### SUPPLIED ENTRIES

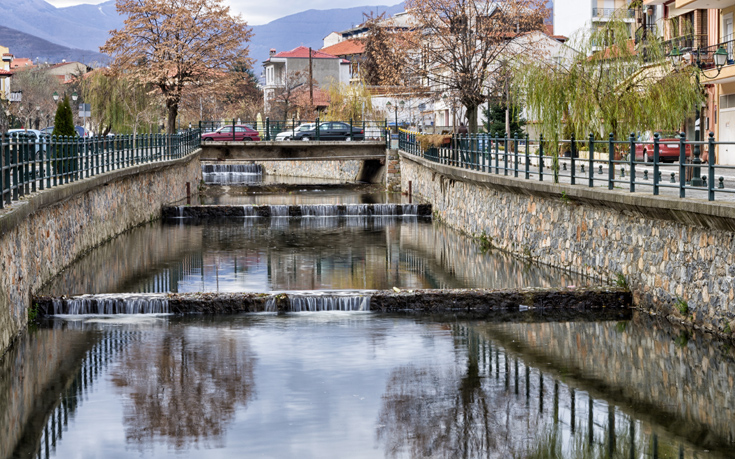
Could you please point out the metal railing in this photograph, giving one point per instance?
(630, 164)
(29, 163)
(269, 129)
(622, 13)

######

TASK DESCRIPTION | Could you render every line of the listing above as a Markdown table with the columns Row and Line, leaving out the pictures and any blank lines?

WRITTEN REPLY |
| Row | Line |
|---|---|
| 1 | Could you please point out the metal railing in this photograph, giving one point per instance? |
| 2 | (630, 164) |
| 3 | (29, 163) |
| 4 | (269, 129) |
| 5 | (622, 13) |